| SELECTED EXCERPT |
════════════════

Grammar tips: semicolons

One of my observances of human behaviour is the tendency for people to throw semicolons in sentences wherever they seem to look pretty.

The semicolon is the most misused punctuation mark in English history.

Only “comprised of” rivals its propensity of misuse.

There are only two rules you need to follow with regard to semicolons. The first is far more common than the second:

1. A semicolon separates independent clauses (that means a clause that can stand on its own as a sentence).

2. A semicolon separates items in a list where commas would make the sentence confusing. 

Examples of Rule 1:

I’m going to the movie tonight; I can’t wait to see it.

There’s no real need to put a semicolon here instead of a period and new sentence, but this is proper use. In Rule 1 cases, you can always switch a semicolon for a period and new sentence.

Using semicolons in place of periods is best when the two independent clauses are related.

I love to speak my mind; that’s why I do it.

When we use terms such as “however” and “namely” to join two independent clauses, we use a semicolon and a comma.

There are a few places I want to go; however, I’m not sure I have time for them.

Those are two sentences, two independent clauses, joined by “however” and split by a semicolon.

Examples of Rule 2:

Semicolons are a very useful tool to make lists read more clearly.

Look at this mess if we try to use commas:

The party has people coming from Vancouver, British Columbia, Calgary, Alberta, Winnipeg, Manitoba, and Toronto, Ontario.

════════════════

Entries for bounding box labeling
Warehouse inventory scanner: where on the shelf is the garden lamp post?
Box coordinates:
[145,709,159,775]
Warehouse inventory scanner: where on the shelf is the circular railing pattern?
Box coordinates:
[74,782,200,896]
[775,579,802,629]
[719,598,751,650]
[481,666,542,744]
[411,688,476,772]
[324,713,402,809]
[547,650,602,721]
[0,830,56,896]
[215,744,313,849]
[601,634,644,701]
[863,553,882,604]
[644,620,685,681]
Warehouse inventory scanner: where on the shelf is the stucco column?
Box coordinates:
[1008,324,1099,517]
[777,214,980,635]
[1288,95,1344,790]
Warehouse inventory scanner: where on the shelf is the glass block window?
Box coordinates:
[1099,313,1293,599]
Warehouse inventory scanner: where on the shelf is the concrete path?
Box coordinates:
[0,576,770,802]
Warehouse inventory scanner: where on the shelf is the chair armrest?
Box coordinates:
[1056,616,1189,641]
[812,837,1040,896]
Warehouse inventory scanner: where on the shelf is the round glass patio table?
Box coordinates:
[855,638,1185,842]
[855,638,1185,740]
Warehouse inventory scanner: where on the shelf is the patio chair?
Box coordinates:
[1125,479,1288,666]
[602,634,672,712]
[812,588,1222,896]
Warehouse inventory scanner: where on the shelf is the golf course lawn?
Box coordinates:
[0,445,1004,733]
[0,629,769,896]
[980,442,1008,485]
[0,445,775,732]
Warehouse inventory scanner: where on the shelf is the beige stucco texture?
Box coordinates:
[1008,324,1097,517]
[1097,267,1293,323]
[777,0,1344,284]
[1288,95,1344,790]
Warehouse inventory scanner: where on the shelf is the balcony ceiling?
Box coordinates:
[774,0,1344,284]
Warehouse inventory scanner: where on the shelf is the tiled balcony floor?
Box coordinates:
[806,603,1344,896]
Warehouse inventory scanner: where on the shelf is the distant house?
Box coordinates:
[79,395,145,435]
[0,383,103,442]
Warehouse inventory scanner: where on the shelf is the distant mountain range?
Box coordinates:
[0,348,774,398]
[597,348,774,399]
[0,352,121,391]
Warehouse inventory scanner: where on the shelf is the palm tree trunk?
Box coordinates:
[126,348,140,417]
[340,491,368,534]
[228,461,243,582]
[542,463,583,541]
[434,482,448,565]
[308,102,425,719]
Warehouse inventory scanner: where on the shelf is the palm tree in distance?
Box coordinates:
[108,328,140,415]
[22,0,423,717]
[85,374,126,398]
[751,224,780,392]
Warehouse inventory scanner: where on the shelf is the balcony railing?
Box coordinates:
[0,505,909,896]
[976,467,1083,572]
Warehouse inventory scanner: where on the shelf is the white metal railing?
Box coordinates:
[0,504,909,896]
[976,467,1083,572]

════════════════

Answer these questions about the grammar tips on semicolons:
1. What does the text call the most misused punctuation mark in English history?
2. In Rule 1 cases, what can a semicolon always be replaced with?
3. Which punctuation is used when terms such as "however" and "namely" join two independent clauses?
The material is not required for what comes next.

| WRITTEN REPLY |
1. The semicolon.
2. A period and a new sentence.
3. A semicolon and a comma.